◆ **WRITTEN EXERCISE**
Reproduce each line of the records below with no changes at all.

[Rows from a dataset]
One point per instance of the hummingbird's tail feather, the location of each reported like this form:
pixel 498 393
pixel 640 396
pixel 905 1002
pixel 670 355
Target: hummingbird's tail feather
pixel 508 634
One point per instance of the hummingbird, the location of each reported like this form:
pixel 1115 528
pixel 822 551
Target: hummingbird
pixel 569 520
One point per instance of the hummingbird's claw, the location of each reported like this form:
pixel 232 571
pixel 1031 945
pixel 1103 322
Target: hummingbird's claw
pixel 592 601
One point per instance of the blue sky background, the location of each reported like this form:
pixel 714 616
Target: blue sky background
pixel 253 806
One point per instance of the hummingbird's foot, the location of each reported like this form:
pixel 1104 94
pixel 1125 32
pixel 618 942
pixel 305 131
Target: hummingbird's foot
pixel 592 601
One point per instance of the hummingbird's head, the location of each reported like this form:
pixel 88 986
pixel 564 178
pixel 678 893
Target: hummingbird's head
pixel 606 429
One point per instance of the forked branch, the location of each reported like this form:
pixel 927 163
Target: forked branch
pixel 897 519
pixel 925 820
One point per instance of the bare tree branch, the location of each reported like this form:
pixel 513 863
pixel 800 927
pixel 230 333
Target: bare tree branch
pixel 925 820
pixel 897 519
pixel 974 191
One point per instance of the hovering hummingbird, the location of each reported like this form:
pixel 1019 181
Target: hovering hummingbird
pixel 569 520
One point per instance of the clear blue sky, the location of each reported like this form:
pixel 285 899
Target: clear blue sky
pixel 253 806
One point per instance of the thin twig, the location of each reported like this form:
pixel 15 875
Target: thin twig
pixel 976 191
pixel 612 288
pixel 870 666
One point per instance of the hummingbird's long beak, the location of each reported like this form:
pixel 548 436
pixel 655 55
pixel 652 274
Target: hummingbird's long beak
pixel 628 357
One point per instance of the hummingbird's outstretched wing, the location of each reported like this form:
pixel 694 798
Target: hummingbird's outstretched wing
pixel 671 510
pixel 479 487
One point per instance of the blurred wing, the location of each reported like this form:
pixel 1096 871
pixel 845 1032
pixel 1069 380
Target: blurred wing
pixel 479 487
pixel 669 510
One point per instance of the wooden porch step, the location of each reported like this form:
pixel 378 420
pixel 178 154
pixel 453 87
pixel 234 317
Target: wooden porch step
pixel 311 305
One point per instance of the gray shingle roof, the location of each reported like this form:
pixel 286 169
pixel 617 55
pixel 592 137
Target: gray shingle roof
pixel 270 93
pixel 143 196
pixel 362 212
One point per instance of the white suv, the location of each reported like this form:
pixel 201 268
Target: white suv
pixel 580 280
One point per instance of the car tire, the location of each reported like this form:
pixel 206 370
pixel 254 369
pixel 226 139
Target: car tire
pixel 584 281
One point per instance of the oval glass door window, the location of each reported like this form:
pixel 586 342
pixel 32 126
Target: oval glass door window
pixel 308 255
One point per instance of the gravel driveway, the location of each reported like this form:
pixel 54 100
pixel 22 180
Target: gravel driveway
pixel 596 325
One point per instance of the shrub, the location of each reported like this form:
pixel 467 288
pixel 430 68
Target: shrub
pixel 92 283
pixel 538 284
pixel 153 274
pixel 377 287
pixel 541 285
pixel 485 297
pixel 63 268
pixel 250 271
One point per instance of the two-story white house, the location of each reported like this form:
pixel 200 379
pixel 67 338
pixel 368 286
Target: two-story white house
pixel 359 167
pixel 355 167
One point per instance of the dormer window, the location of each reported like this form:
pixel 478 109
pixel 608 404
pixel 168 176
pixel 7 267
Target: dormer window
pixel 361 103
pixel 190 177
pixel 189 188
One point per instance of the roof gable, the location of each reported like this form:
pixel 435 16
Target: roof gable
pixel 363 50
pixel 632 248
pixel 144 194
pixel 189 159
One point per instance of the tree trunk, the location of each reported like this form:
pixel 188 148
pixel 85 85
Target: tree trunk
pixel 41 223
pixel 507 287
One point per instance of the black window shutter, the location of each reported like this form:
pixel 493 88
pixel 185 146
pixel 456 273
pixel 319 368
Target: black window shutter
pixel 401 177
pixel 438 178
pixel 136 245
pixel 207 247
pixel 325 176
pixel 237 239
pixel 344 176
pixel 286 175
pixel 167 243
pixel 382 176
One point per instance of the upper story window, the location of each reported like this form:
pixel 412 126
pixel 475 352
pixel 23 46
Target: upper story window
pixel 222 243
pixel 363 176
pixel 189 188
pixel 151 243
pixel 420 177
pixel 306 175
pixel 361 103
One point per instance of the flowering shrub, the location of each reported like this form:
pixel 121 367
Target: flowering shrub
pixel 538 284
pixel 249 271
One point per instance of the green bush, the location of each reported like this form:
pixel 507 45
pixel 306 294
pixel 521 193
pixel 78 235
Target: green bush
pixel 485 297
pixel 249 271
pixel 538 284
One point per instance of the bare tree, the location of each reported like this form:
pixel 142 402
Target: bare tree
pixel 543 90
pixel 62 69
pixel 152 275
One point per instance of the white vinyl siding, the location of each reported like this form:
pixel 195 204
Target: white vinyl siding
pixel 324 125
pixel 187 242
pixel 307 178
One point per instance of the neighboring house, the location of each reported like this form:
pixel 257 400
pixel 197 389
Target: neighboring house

◆ **SOLUTION TO THIS EXERCISE**
One point per instance of the hummingbird's tail feather, the location of each reported like this form:
pixel 498 393
pixel 640 396
pixel 905 1002
pixel 670 355
Target: hummingbird's tail feather
pixel 508 634
One point per instance of the hummingbird, the location of each reported like this form:
pixel 1115 528
pixel 822 551
Target: hummingbird
pixel 569 520
One point per instance of the hummingbird's claw, the location of each reported like this form:
pixel 232 571
pixel 1031 945
pixel 1103 322
Target: hummingbird's claw
pixel 592 601
One point per instance of the blue sky background, the location of each reported like this form:
pixel 714 616
Target: blue sky background
pixel 253 806
One point per instance of the hummingbird's foot, the location of each reported like this form:
pixel 1104 94
pixel 1125 32
pixel 618 942
pixel 305 131
Target: hummingbird's foot
pixel 592 601
One point per instance of the hummingbird's head, the location of each reported like this form:
pixel 88 986
pixel 564 178
pixel 678 893
Target: hummingbird's head
pixel 606 429
One point per instance of the forked branch, the location of each reported like this form:
pixel 927 163
Target: forked branch
pixel 897 519
pixel 925 820
One point per instance of the bare tree branch, the location of each reported like this form:
pixel 513 863
pixel 800 927
pixel 230 333
Target: bare tree branch
pixel 925 820
pixel 897 519
pixel 974 191
One point per instance of the hovering hummingbird, the location of each reported like this form:
pixel 1019 181
Target: hovering hummingbird
pixel 569 520
One point per instance of the clear blue sky, the location of each reported like this form:
pixel 285 899
Target: clear blue sky
pixel 253 806
One point per instance of the thin twig, the location of each reported like this form:
pixel 15 875
Target: thin twig
pixel 976 191
pixel 612 288
pixel 870 666
One point per instance of the hummingbird's long beak, the location of each reported like this form:
pixel 548 436
pixel 655 55
pixel 652 274
Target: hummingbird's long beak
pixel 628 357
One point per instance of the hummingbird's outstretched wing, the location of each reported like this form:
pixel 694 798
Target: hummingbird's outstretched wing
pixel 671 510
pixel 479 487
One point per instance of the blurred wing, the location of each reported like this form:
pixel 1096 871
pixel 845 1032
pixel 1069 380
Target: blurred wing
pixel 479 487
pixel 669 510
One point per instance of the wooden porch step, the location of each reported like this form:
pixel 378 420
pixel 178 154
pixel 453 87
pixel 234 317
Target: wooden porch step
pixel 311 305
One point per instance of the gray shingle roof, the location of each reported like this form:
pixel 286 169
pixel 617 55
pixel 592 137
Target: gray shingle roof
pixel 270 93
pixel 143 196
pixel 362 212
One point per instance of the white suv, the location of each reported like this form:
pixel 201 268
Target: white suv
pixel 580 280
One point per instance of the car tire, the location of each reported like this form:
pixel 206 370
pixel 254 369
pixel 226 139
Target: car tire
pixel 584 281
One point per instance of the oval glass door window, the location of each reported like this form:
pixel 586 342
pixel 32 126
Target: oval glass door window
pixel 308 255
One point per instance of the gravel driveway, the location of each reported like this form:
pixel 54 100
pixel 22 180
Target: gravel driveway
pixel 596 325
One point per instance of the shrub, the location of each reported like this form:
pixel 467 288
pixel 430 68
Target: shrub
pixel 92 283
pixel 538 284
pixel 153 274
pixel 377 287
pixel 541 285
pixel 485 297
pixel 63 268
pixel 250 271
One point per instance of the two-story white house, the location of each reported like this form:
pixel 200 379
pixel 67 338
pixel 368 286
Target: two-story white house
pixel 359 167
pixel 355 167
One point per instance of the dormer window, the location of each reported like this form:
pixel 478 109
pixel 608 404
pixel 168 176
pixel 7 267
Target: dormer window
pixel 361 103
pixel 190 177
pixel 189 188
One point per instance of the roof gable, the location of each reported like this form:
pixel 435 16
Target: roof gable
pixel 363 50
pixel 632 248
pixel 144 194
pixel 189 159
One point per instance of the tree trunk, the location of each reported like this form:
pixel 188 148
pixel 85 85
Target: tree trunk
pixel 41 223
pixel 507 287
One point per instance of the black window shutter, the location of each reported like this form:
pixel 493 88
pixel 185 146
pixel 456 273
pixel 319 368
Target: black window shutter
pixel 401 177
pixel 438 178
pixel 136 245
pixel 207 247
pixel 325 176
pixel 237 239
pixel 344 176
pixel 286 175
pixel 167 243
pixel 382 176
One point per instance of the upper story window, the location of each reported like this form:
pixel 412 126
pixel 475 352
pixel 23 46
Target: upper story window
pixel 222 243
pixel 363 176
pixel 189 188
pixel 151 243
pixel 420 177
pixel 306 175
pixel 361 103
One point per instance of the flowering shrub, the location of each reported like this form:
pixel 121 367
Target: flowering shrub
pixel 538 284
pixel 249 271
One point per instance of the green bush, the location of each reported like this form:
pixel 507 45
pixel 306 294
pixel 521 193
pixel 78 235
Target: green bush
pixel 485 297
pixel 249 271
pixel 538 284
One point per instance of the bare tree, the location of each reported like this form:
pixel 142 402
Target: bare tree
pixel 543 90
pixel 62 69
pixel 152 275
One point per instance of the white vinyl siding, the location of each reported like this form:
pixel 195 204
Target: white vinyl siding
pixel 324 125
pixel 187 242
pixel 307 178
One point per instance of the neighboring house, the location of each reported like this form:
pixel 257 400
pixel 197 389
Target: neighboring house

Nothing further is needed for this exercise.